• [YOUR INSTRUCTIONS]:
From the data below, keep only the lines that contain the string "vegetation". Matching is case-sensitive.

• [DATA FOR THE TASK]:
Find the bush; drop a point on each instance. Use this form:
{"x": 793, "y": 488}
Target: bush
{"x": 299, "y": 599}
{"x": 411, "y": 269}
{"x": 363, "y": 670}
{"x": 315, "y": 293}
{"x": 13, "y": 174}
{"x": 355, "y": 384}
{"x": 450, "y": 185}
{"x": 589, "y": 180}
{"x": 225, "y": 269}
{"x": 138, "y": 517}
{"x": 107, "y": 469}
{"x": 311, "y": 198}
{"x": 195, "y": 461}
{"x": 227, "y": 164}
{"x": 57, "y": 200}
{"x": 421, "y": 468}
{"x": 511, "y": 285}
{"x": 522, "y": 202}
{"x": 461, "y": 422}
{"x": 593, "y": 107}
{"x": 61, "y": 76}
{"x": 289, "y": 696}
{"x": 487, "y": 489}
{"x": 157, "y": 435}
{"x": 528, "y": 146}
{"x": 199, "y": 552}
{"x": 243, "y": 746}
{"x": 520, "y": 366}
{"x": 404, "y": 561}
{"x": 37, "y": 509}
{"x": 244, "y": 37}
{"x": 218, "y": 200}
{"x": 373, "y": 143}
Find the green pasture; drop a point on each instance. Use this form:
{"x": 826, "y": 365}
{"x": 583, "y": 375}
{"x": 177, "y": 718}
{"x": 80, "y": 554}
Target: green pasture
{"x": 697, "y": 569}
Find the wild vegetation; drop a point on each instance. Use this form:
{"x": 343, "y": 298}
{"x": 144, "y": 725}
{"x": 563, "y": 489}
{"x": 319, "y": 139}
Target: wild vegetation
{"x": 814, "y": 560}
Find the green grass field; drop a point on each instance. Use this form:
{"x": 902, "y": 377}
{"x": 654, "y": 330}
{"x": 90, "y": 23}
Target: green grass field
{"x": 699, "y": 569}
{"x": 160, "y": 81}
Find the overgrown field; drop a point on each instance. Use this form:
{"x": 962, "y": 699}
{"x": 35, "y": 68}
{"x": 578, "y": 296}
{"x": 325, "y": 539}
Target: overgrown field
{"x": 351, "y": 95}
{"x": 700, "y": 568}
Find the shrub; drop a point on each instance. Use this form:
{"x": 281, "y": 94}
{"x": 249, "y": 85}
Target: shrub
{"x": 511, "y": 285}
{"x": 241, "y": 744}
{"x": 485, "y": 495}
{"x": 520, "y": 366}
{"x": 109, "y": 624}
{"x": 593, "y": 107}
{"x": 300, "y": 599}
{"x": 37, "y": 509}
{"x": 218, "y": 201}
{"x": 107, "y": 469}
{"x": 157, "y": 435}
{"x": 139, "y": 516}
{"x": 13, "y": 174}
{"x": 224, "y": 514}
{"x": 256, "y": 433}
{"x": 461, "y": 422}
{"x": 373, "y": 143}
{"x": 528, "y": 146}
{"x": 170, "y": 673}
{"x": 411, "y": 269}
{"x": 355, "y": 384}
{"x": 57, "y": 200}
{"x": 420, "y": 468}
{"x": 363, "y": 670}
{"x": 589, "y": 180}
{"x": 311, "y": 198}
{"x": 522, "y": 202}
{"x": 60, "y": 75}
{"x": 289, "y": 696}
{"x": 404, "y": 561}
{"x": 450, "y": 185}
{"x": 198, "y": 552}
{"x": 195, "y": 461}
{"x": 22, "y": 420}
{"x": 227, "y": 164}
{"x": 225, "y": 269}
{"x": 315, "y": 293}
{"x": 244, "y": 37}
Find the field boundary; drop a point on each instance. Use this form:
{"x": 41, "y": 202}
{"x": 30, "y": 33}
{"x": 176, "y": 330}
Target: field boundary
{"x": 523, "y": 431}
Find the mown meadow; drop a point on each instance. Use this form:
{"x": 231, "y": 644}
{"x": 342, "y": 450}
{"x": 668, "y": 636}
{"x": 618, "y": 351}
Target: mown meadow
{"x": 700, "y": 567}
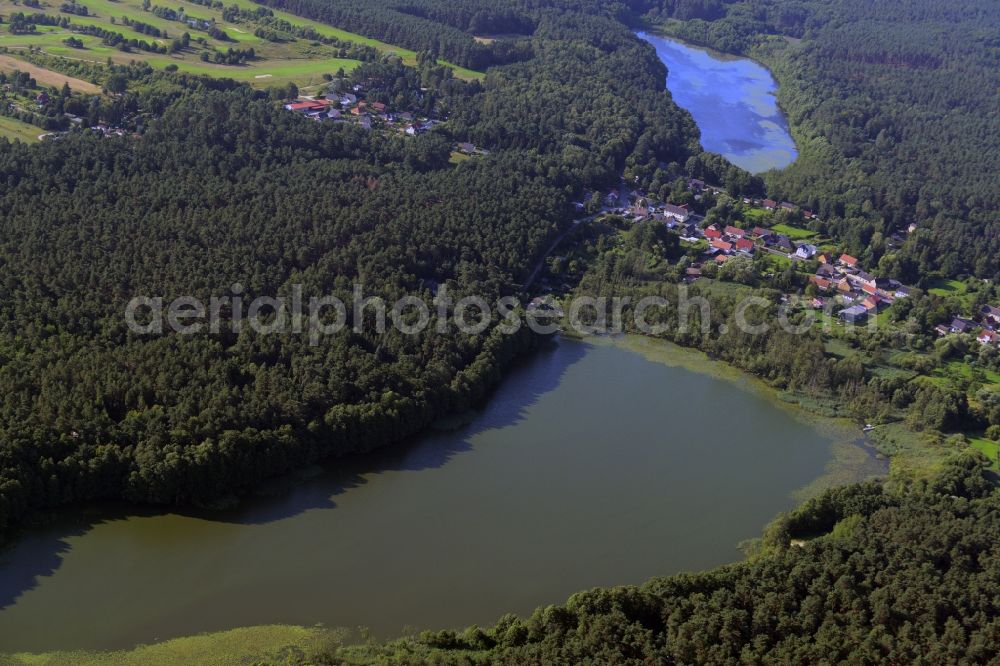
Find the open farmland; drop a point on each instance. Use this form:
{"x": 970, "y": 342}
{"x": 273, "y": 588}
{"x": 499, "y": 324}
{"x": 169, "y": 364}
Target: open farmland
{"x": 293, "y": 59}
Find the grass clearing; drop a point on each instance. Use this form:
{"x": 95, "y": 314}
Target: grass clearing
{"x": 14, "y": 129}
{"x": 301, "y": 61}
{"x": 46, "y": 76}
{"x": 793, "y": 232}
{"x": 988, "y": 448}
{"x": 248, "y": 645}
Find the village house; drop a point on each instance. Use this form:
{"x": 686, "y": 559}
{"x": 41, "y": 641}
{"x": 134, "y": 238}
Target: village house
{"x": 721, "y": 245}
{"x": 783, "y": 243}
{"x": 991, "y": 315}
{"x": 821, "y": 282}
{"x": 307, "y": 106}
{"x": 873, "y": 302}
{"x": 690, "y": 232}
{"x": 679, "y": 213}
{"x": 805, "y": 251}
{"x": 989, "y": 338}
{"x": 640, "y": 209}
{"x": 827, "y": 271}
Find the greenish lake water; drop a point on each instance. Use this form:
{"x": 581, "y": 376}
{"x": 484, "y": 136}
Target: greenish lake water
{"x": 732, "y": 101}
{"x": 592, "y": 465}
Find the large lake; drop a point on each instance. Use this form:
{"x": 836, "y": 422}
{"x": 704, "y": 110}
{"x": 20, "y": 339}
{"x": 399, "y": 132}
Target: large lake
{"x": 732, "y": 101}
{"x": 592, "y": 465}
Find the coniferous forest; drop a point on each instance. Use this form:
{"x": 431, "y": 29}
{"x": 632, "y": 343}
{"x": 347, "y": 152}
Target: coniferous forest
{"x": 220, "y": 187}
{"x": 215, "y": 185}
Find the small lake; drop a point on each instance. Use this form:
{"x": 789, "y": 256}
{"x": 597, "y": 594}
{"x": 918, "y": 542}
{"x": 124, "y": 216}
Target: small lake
{"x": 732, "y": 101}
{"x": 592, "y": 465}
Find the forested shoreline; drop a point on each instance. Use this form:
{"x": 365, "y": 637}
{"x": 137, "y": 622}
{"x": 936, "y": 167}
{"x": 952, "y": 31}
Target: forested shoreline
{"x": 217, "y": 185}
{"x": 872, "y": 573}
{"x": 893, "y": 107}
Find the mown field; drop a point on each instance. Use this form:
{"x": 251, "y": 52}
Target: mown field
{"x": 15, "y": 129}
{"x": 301, "y": 61}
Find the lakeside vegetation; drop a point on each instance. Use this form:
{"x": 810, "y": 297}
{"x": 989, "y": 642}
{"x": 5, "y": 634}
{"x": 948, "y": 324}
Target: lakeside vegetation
{"x": 904, "y": 571}
{"x": 91, "y": 411}
{"x": 927, "y": 396}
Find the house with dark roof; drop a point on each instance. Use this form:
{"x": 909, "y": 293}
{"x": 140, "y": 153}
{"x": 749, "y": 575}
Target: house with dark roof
{"x": 990, "y": 313}
{"x": 805, "y": 251}
{"x": 721, "y": 245}
{"x": 679, "y": 213}
{"x": 989, "y": 338}
{"x": 853, "y": 314}
{"x": 821, "y": 282}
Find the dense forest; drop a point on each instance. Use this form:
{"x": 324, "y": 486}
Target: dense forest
{"x": 895, "y": 111}
{"x": 864, "y": 574}
{"x": 214, "y": 185}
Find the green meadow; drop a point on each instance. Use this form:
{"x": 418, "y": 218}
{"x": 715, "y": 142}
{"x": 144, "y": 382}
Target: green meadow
{"x": 12, "y": 128}
{"x": 300, "y": 61}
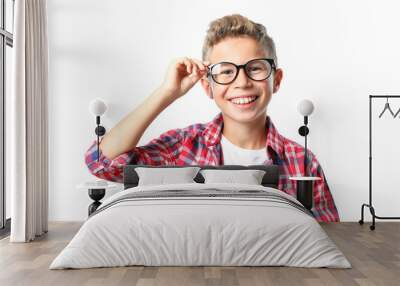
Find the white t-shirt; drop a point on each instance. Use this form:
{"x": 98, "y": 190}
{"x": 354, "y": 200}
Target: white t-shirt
{"x": 234, "y": 155}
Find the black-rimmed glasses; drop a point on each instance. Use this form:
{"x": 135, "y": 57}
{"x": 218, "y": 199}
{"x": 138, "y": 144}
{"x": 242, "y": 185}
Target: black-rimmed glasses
{"x": 226, "y": 72}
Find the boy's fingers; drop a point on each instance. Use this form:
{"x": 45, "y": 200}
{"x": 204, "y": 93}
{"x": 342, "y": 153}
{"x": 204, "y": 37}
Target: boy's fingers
{"x": 199, "y": 64}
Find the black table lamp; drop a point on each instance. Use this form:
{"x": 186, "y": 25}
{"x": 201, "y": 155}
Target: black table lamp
{"x": 304, "y": 189}
{"x": 97, "y": 107}
{"x": 305, "y": 108}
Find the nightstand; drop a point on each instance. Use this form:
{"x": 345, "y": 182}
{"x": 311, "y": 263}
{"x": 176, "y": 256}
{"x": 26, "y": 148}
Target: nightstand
{"x": 97, "y": 190}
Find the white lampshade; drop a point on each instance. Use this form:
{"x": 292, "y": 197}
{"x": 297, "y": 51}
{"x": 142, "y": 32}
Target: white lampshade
{"x": 97, "y": 107}
{"x": 305, "y": 107}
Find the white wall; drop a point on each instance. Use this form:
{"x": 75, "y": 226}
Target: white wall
{"x": 335, "y": 53}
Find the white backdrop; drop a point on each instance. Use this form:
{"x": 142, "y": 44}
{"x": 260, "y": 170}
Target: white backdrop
{"x": 334, "y": 53}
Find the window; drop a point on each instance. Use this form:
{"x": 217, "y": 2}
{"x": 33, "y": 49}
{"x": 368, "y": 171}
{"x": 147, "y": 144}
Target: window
{"x": 6, "y": 44}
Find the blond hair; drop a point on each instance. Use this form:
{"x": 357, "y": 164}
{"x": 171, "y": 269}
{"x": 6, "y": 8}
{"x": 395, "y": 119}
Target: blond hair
{"x": 237, "y": 25}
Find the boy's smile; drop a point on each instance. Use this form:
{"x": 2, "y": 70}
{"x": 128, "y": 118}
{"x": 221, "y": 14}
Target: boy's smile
{"x": 244, "y": 100}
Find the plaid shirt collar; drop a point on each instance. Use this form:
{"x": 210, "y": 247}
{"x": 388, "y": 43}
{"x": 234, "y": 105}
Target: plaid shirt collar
{"x": 212, "y": 134}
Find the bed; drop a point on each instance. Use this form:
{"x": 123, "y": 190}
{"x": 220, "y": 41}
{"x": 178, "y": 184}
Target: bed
{"x": 201, "y": 224}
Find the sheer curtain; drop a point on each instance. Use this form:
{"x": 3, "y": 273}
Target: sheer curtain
{"x": 28, "y": 157}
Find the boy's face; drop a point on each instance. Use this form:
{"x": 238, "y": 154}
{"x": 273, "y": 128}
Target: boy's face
{"x": 240, "y": 50}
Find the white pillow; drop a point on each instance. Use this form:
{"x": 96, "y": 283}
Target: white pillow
{"x": 249, "y": 177}
{"x": 162, "y": 176}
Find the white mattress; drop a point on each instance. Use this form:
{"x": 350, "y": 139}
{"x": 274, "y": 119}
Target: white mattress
{"x": 190, "y": 230}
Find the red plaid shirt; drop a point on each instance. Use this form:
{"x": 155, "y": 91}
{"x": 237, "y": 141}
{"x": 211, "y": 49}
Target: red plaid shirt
{"x": 199, "y": 144}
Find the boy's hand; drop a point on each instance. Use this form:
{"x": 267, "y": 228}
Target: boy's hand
{"x": 182, "y": 75}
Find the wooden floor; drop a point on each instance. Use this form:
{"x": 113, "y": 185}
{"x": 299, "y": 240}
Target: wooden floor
{"x": 374, "y": 255}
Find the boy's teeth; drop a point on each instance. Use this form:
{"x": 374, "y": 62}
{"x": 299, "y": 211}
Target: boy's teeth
{"x": 243, "y": 100}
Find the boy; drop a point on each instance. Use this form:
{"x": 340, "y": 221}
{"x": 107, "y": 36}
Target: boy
{"x": 239, "y": 71}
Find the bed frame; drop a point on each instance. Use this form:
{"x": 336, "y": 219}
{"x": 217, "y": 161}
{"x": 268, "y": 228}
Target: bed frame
{"x": 270, "y": 179}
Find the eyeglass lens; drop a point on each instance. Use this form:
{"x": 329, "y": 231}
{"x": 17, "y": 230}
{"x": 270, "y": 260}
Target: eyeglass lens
{"x": 225, "y": 73}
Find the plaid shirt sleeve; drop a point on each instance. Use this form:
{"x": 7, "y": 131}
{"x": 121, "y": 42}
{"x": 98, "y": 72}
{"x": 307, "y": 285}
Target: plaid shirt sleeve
{"x": 163, "y": 150}
{"x": 324, "y": 207}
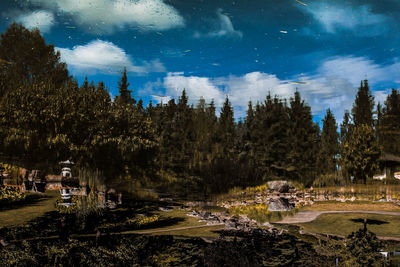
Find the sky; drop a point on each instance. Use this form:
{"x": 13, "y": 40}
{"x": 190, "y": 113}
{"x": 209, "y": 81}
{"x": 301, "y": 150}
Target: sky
{"x": 217, "y": 48}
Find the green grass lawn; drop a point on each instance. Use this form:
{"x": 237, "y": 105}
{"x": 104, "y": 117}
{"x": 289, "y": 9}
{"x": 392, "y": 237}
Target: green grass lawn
{"x": 31, "y": 209}
{"x": 185, "y": 221}
{"x": 341, "y": 224}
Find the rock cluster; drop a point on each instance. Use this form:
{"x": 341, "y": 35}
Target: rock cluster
{"x": 281, "y": 187}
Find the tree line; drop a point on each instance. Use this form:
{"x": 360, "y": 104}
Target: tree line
{"x": 45, "y": 116}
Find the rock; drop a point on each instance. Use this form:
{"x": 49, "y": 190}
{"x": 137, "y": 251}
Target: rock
{"x": 280, "y": 186}
{"x": 166, "y": 209}
{"x": 267, "y": 224}
{"x": 279, "y": 204}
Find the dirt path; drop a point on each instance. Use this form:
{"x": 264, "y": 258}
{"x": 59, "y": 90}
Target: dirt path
{"x": 173, "y": 229}
{"x": 309, "y": 216}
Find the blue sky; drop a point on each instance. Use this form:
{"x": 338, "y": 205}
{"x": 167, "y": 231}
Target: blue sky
{"x": 240, "y": 48}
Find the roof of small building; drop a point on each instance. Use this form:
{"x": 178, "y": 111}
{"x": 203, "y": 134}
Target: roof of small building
{"x": 389, "y": 157}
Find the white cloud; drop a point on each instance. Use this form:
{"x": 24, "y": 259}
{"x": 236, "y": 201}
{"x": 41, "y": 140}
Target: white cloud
{"x": 334, "y": 16}
{"x": 223, "y": 27}
{"x": 41, "y": 19}
{"x": 333, "y": 86}
{"x": 196, "y": 87}
{"x": 105, "y": 57}
{"x": 107, "y": 15}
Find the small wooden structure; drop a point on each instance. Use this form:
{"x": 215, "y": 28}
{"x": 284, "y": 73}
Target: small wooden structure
{"x": 390, "y": 166}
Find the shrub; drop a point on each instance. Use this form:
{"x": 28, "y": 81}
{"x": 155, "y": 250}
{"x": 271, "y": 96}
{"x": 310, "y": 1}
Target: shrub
{"x": 324, "y": 180}
{"x": 142, "y": 221}
{"x": 9, "y": 194}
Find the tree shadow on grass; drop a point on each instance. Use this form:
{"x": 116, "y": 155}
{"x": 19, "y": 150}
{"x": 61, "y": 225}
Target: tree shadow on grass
{"x": 30, "y": 200}
{"x": 368, "y": 221}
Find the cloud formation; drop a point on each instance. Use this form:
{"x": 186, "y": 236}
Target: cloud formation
{"x": 223, "y": 27}
{"x": 107, "y": 15}
{"x": 333, "y": 86}
{"x": 105, "y": 57}
{"x": 41, "y": 19}
{"x": 333, "y": 17}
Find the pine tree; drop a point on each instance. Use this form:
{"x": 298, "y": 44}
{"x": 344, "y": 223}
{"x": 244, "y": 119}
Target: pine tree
{"x": 329, "y": 142}
{"x": 28, "y": 59}
{"x": 304, "y": 137}
{"x": 226, "y": 125}
{"x": 363, "y": 106}
{"x": 345, "y": 127}
{"x": 390, "y": 124}
{"x": 124, "y": 94}
{"x": 360, "y": 153}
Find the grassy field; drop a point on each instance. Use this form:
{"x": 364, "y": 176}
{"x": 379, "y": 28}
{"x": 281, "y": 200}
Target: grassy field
{"x": 35, "y": 206}
{"x": 341, "y": 224}
{"x": 348, "y": 205}
{"x": 183, "y": 221}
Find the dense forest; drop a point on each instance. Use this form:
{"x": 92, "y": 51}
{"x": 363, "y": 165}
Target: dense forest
{"x": 46, "y": 116}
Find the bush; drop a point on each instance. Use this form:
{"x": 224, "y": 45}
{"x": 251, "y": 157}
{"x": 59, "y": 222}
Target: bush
{"x": 10, "y": 194}
{"x": 142, "y": 221}
{"x": 325, "y": 180}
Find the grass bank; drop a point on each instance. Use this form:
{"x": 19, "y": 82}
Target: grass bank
{"x": 343, "y": 224}
{"x": 34, "y": 206}
{"x": 351, "y": 205}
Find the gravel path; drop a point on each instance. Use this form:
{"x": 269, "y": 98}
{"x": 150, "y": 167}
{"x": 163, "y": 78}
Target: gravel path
{"x": 309, "y": 216}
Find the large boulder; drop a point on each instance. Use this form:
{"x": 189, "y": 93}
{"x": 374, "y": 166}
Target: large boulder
{"x": 280, "y": 204}
{"x": 280, "y": 186}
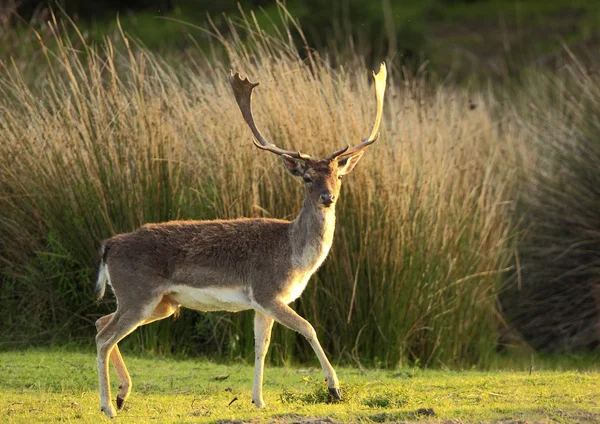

• [OUTPUT OF THE EXERCISE]:
Find the wild vegetation; drop a point on each instance. Use this form:
Target: wild vegetation
Find the lakeside vegetation; drop a point on each instance. Use this form:
Target: lakeside vegetation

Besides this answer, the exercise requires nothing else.